[Data start]
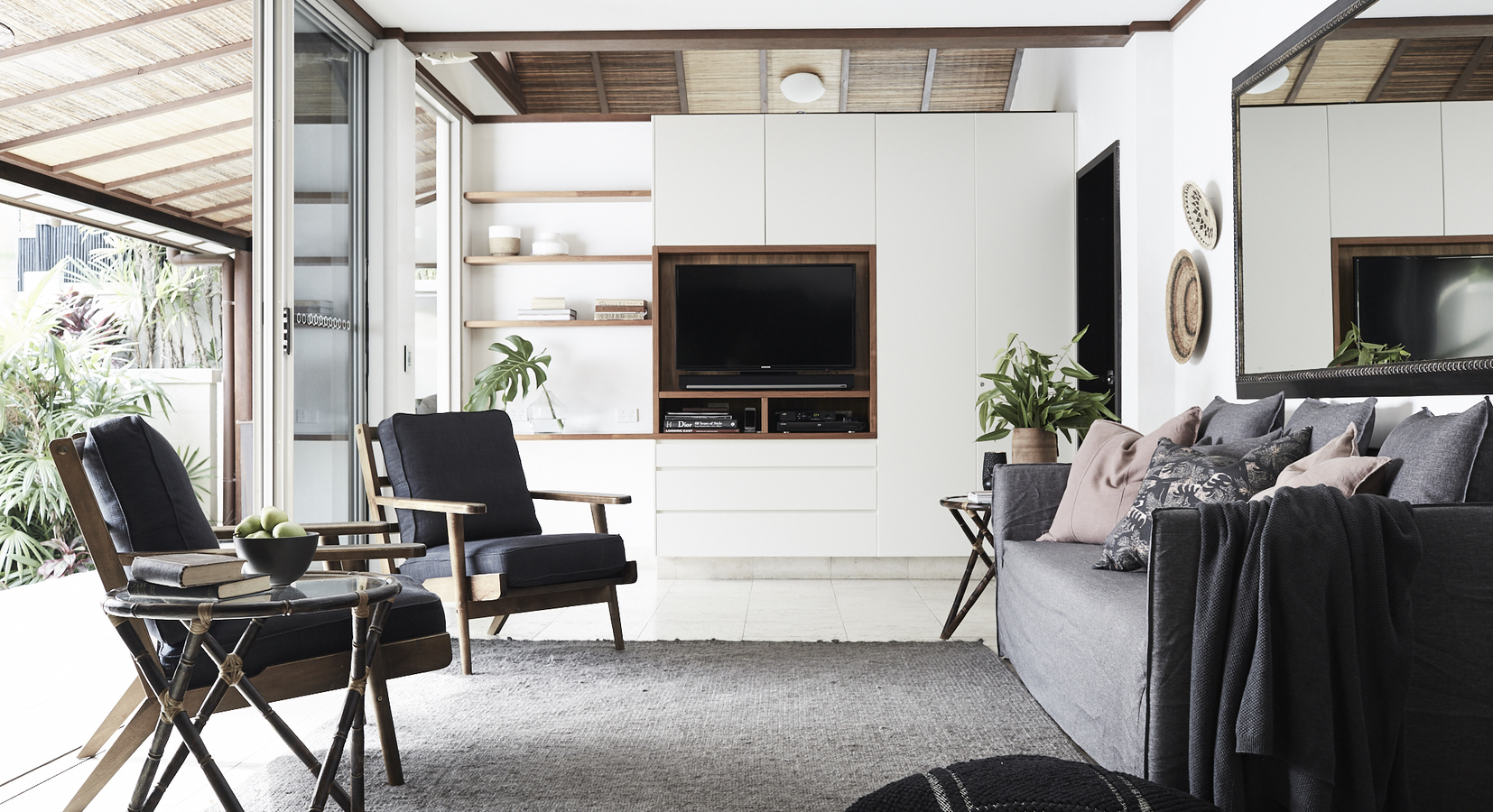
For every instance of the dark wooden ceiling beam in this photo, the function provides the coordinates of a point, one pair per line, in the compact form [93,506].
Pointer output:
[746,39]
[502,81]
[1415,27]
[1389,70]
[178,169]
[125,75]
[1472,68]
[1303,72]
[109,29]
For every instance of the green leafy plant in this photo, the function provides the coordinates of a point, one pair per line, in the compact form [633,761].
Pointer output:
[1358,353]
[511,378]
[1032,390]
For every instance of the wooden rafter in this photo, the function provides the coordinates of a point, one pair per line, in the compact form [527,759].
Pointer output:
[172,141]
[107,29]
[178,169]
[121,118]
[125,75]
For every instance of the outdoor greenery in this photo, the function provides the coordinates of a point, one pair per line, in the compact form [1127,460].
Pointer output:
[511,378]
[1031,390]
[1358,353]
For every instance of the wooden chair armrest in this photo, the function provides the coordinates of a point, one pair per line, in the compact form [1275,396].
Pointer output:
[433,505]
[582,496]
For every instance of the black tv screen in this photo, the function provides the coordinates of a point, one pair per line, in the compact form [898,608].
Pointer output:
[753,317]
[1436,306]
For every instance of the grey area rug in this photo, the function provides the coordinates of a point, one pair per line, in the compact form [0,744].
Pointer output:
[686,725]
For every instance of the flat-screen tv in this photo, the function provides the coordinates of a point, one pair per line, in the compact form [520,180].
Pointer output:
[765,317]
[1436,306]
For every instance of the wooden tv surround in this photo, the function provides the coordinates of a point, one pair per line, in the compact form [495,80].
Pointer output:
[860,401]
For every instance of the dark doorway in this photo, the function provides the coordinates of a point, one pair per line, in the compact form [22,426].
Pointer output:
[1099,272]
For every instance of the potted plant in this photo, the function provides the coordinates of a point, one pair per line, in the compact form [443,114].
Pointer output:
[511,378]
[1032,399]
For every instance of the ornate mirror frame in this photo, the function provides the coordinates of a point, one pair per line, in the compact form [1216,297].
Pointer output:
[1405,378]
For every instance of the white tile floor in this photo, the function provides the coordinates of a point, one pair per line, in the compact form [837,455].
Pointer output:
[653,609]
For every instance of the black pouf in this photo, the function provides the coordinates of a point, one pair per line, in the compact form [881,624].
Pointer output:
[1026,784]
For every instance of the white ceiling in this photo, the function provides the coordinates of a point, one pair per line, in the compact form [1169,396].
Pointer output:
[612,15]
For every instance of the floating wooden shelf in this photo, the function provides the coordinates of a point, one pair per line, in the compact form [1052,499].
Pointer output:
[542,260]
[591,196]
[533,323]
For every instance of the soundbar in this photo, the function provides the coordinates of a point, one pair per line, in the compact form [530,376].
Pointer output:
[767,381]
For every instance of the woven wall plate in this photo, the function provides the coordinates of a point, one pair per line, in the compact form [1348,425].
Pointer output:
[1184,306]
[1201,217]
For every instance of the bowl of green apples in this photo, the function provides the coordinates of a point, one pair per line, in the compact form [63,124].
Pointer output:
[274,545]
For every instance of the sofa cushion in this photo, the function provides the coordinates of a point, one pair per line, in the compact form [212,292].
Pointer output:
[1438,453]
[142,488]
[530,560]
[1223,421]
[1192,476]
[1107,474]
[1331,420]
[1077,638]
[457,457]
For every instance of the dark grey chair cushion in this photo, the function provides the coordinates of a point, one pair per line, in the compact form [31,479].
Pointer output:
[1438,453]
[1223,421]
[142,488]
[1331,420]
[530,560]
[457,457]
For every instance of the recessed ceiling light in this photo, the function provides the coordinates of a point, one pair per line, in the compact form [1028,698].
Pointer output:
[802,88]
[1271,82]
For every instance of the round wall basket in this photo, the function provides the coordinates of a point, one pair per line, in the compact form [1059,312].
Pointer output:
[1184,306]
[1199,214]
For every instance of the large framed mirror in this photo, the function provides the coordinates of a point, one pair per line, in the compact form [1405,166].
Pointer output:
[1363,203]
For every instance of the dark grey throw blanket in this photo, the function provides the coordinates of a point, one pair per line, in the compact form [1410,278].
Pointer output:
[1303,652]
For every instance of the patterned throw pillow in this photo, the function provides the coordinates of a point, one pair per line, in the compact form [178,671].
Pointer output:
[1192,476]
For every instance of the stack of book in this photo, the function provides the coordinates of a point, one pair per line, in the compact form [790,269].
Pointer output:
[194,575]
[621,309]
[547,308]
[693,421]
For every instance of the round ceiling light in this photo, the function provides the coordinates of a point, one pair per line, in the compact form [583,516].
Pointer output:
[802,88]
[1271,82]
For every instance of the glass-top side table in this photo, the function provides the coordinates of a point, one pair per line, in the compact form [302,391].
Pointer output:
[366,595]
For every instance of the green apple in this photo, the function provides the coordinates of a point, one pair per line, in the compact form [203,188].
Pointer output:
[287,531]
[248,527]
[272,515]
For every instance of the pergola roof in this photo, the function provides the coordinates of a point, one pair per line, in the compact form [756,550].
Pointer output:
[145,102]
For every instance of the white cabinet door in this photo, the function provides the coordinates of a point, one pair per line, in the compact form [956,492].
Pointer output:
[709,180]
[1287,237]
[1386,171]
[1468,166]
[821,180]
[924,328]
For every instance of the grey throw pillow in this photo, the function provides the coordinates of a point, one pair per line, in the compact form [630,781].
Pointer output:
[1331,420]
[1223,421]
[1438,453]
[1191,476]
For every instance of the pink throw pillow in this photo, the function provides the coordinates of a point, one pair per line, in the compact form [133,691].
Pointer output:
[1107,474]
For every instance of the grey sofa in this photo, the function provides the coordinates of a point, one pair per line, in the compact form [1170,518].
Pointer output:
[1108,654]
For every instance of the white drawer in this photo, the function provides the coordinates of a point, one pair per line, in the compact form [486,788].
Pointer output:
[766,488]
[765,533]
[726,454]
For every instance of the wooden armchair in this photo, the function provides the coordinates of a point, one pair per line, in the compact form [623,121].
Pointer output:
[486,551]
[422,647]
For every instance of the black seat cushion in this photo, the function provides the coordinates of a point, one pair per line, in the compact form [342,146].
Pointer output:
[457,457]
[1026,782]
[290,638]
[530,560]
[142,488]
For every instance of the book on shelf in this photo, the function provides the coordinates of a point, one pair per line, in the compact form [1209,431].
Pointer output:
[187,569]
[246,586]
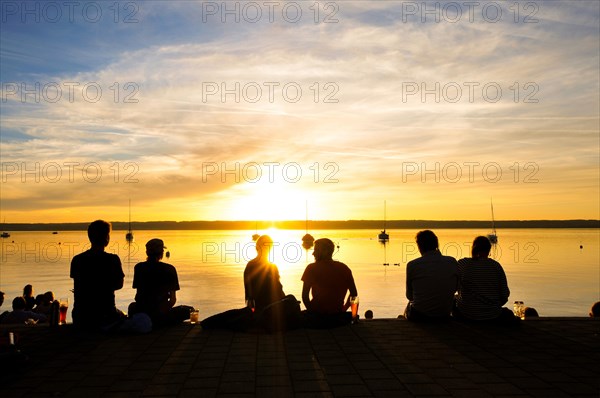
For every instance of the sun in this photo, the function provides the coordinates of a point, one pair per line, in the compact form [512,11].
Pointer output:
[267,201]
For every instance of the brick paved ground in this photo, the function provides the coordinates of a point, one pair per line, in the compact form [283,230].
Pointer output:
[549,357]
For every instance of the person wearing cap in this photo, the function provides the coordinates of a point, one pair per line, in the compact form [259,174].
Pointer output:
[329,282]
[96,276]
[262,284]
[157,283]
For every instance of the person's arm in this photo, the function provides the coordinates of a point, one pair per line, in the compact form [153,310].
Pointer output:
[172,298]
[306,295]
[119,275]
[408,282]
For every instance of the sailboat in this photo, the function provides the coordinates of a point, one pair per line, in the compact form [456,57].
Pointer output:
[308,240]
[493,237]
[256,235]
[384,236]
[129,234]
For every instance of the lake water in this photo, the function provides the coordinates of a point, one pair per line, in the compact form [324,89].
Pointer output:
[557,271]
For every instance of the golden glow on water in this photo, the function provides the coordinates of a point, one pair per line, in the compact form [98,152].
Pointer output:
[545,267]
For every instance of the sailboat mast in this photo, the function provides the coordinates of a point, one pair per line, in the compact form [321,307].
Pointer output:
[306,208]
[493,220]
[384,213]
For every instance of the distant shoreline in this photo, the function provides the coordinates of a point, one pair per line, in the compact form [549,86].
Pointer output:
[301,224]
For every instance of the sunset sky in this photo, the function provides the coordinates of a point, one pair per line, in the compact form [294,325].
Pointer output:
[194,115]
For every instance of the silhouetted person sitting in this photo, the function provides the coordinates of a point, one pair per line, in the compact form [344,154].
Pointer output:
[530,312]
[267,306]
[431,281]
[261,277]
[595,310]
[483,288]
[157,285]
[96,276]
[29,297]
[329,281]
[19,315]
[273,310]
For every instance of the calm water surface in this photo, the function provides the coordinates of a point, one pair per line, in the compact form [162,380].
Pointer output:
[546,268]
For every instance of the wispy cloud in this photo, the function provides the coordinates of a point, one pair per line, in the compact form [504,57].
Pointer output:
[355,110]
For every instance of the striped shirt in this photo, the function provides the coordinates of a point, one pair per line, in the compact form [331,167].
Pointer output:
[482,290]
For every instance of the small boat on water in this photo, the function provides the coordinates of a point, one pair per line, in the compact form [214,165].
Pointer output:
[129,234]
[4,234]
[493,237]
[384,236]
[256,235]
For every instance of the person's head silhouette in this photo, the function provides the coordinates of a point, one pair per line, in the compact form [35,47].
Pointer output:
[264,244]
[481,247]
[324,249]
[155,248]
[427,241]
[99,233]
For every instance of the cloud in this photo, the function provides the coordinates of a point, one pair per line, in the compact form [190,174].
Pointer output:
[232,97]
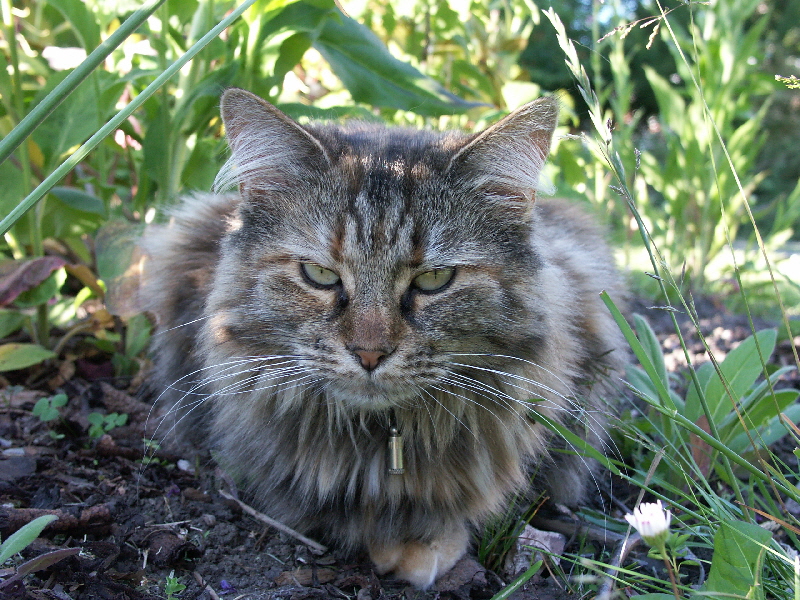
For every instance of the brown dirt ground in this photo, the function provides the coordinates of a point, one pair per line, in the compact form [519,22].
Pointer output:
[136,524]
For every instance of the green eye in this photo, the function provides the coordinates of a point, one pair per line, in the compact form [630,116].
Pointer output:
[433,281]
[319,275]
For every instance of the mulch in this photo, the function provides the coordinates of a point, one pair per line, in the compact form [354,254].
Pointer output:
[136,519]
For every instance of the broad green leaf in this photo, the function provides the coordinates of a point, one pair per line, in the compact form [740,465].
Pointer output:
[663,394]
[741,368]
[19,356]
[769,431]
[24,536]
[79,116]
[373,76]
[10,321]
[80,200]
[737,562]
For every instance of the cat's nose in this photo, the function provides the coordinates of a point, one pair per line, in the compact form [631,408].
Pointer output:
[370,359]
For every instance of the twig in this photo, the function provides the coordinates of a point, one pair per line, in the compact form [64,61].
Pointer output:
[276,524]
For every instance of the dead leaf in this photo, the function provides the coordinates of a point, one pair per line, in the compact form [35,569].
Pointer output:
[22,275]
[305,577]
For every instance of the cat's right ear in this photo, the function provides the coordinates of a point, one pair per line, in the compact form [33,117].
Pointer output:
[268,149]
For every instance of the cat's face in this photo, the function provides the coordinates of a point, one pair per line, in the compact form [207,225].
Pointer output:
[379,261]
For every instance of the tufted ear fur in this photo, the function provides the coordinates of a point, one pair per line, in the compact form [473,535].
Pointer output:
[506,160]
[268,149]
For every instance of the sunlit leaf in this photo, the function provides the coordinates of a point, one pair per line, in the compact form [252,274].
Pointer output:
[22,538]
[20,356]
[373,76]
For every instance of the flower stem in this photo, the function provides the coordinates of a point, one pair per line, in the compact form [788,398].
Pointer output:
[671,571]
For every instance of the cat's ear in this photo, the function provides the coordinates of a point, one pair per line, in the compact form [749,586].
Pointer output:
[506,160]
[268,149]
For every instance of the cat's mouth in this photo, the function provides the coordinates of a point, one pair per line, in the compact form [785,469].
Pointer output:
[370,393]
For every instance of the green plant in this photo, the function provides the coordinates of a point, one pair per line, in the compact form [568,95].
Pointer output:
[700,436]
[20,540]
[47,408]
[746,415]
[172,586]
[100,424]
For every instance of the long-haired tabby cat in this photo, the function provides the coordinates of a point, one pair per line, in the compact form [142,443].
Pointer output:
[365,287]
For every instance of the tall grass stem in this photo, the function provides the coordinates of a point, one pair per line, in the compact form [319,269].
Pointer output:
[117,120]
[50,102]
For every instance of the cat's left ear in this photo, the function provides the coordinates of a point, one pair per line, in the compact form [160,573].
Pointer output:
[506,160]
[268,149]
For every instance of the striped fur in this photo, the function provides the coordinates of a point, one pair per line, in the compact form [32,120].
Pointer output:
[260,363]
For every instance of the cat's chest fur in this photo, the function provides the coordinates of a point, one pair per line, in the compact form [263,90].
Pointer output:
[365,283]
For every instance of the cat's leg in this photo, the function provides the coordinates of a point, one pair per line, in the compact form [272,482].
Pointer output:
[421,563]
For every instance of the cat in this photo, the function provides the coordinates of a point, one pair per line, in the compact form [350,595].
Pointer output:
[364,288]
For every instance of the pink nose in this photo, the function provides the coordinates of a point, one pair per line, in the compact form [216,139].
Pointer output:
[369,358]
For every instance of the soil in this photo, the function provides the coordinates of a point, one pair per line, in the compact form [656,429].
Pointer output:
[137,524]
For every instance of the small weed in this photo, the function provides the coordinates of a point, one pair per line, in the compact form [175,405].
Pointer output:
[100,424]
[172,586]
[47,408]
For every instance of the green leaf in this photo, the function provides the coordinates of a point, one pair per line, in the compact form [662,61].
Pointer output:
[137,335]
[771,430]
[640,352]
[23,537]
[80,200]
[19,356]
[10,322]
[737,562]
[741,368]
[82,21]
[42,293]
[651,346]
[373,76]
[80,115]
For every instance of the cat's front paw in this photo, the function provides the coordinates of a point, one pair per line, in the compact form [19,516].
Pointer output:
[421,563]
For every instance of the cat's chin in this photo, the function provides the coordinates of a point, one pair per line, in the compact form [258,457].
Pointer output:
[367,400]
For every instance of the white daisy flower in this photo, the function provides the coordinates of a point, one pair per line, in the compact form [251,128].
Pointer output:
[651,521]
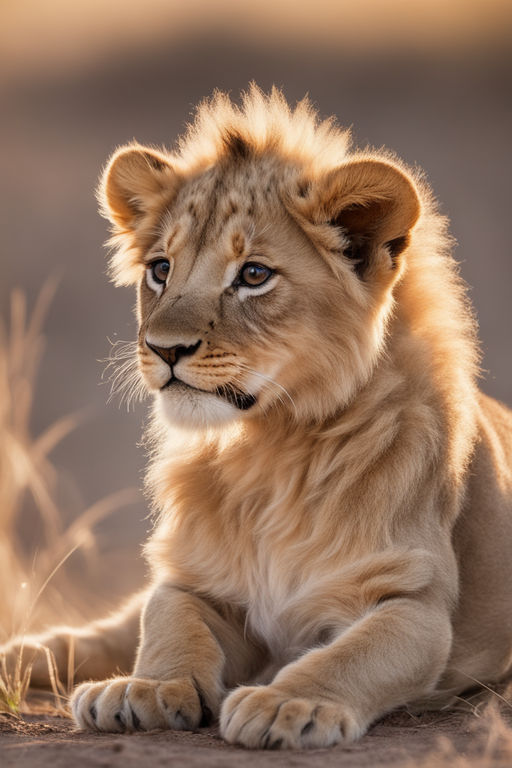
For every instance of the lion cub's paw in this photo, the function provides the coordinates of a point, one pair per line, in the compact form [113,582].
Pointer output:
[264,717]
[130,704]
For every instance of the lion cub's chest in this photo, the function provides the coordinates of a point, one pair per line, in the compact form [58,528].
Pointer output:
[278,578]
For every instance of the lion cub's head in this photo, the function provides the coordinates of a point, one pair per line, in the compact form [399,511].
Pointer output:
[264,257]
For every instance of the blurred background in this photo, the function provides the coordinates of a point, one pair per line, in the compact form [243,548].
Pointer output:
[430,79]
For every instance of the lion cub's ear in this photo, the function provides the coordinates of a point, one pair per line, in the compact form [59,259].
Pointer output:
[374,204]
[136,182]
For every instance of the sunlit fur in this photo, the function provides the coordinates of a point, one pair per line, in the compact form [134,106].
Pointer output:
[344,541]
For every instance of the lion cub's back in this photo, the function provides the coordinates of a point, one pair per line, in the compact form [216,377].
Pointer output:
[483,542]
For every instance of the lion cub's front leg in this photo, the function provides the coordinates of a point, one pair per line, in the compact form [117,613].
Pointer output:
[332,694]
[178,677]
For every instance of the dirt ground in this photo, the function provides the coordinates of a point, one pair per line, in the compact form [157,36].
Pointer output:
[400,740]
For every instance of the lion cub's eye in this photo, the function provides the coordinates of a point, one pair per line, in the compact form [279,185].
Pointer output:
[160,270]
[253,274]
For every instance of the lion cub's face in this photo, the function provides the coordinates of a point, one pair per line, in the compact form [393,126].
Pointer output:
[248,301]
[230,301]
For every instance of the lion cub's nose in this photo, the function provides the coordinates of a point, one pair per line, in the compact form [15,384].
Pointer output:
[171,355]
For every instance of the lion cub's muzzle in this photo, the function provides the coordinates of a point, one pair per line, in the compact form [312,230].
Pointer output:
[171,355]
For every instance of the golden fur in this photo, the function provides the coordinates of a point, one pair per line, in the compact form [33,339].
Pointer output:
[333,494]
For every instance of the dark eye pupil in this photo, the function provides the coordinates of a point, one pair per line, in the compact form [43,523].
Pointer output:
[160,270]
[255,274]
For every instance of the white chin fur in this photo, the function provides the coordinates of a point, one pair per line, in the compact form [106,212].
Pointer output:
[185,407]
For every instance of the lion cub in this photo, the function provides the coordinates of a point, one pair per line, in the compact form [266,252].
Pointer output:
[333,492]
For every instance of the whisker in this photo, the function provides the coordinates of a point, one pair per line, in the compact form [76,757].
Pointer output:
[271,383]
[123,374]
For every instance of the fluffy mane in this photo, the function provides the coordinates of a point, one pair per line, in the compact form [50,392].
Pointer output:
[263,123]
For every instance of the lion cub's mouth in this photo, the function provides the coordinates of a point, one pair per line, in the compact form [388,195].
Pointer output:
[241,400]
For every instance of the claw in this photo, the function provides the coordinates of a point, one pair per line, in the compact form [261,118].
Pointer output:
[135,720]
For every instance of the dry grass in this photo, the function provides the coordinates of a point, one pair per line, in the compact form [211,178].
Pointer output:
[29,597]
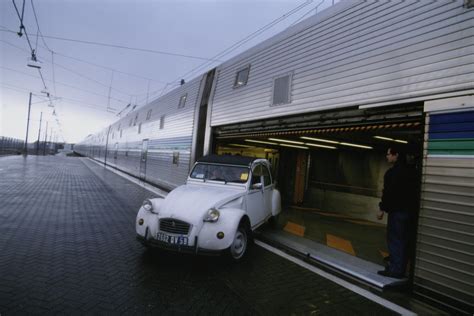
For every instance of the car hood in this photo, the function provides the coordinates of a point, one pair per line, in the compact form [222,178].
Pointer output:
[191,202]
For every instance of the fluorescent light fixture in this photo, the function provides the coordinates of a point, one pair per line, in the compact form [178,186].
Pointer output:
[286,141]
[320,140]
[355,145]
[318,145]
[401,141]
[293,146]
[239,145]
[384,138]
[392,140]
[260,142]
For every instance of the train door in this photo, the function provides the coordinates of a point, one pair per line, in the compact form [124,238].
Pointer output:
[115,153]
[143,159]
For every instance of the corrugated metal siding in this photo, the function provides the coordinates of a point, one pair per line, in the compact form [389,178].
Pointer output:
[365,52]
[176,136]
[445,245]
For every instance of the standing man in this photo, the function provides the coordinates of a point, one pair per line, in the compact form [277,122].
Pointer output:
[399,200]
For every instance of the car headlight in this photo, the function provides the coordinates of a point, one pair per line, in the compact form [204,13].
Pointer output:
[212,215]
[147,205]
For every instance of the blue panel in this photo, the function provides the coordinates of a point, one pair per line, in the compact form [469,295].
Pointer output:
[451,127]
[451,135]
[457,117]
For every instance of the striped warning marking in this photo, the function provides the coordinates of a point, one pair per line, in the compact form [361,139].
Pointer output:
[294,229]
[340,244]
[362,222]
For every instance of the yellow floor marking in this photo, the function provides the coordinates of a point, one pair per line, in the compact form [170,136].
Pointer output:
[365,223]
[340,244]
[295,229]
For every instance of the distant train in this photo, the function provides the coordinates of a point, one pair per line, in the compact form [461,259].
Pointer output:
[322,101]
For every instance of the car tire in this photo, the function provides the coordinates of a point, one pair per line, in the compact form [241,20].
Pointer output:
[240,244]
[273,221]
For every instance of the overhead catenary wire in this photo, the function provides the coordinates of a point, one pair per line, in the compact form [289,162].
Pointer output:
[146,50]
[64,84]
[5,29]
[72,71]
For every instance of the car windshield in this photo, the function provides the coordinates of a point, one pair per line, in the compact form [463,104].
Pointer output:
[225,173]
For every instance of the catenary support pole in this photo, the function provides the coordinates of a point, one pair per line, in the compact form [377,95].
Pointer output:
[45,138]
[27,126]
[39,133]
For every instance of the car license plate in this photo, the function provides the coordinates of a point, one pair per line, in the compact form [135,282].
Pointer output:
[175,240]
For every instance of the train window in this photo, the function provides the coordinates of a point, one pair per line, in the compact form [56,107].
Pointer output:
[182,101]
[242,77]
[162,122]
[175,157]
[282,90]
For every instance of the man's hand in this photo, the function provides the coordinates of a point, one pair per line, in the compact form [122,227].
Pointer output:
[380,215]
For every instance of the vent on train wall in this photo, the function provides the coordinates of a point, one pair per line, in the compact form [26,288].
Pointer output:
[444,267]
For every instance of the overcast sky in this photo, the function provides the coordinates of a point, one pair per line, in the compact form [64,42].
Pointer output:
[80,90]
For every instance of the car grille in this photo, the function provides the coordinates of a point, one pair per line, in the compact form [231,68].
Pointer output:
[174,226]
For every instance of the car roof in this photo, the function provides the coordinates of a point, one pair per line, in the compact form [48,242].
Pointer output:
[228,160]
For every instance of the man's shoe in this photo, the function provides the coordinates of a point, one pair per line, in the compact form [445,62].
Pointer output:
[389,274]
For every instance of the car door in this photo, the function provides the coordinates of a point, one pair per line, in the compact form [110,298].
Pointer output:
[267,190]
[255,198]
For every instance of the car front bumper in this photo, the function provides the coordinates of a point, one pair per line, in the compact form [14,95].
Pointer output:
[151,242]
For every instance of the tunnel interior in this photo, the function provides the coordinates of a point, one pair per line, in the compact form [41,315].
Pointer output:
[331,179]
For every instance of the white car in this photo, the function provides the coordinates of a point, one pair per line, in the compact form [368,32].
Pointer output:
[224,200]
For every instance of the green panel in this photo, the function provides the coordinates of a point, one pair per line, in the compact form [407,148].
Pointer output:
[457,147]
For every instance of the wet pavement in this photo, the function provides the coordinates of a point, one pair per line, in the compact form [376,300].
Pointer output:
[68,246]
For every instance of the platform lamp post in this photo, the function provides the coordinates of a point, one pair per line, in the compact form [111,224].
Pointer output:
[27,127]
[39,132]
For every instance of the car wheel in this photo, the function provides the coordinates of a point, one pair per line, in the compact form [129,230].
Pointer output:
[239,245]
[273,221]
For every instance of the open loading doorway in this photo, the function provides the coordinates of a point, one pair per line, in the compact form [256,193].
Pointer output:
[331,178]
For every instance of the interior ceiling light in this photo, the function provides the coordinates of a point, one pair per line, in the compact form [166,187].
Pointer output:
[Data end]
(What the task requires) Exactly as written, give the line containing "For every instance of the tunnel" and all remaining lines of the records.

(Reply)
For every instance of the tunnel interior in this photo, the function provides the coordinates of a point, one pair per line, in the compact form [41,315].
Pointer output:
[331,179]
For every instance of the white car in this photo, the function provides the coordinates of a point, one pair per line, in the compact form [368,32].
Pointer output:
[224,200]
For every instance of the green panel in this photo, the function provides the coordinates of a point, one pair per line, in the compact form [407,148].
Pointer output:
[457,147]
For every instance of the wet pavement in this photo, the function provides the coordinates of a point, one pair per line, in the compact form [376,300].
Pointer output:
[68,246]
For every instance of the platform lamp post in this photo, the function provides the coordinates of a point, one pair per line, in the compact form [111,224].
Pointer output:
[27,127]
[39,132]
For every instance of the car wheel in this photo, the function provides the coordinates of a point, one pair per line, in the compact form [129,230].
Pointer output:
[239,245]
[273,221]
For every instance of the open loading doorway in this photo, the function provides the coordinates of a point, one pair per line, in the compact form [256,193].
Pointer output:
[331,178]
For every instance of the interior ceiling light in this photo, the function provides the coordinates of a point, one pair per line, in the compact form [166,187].
Pointer output:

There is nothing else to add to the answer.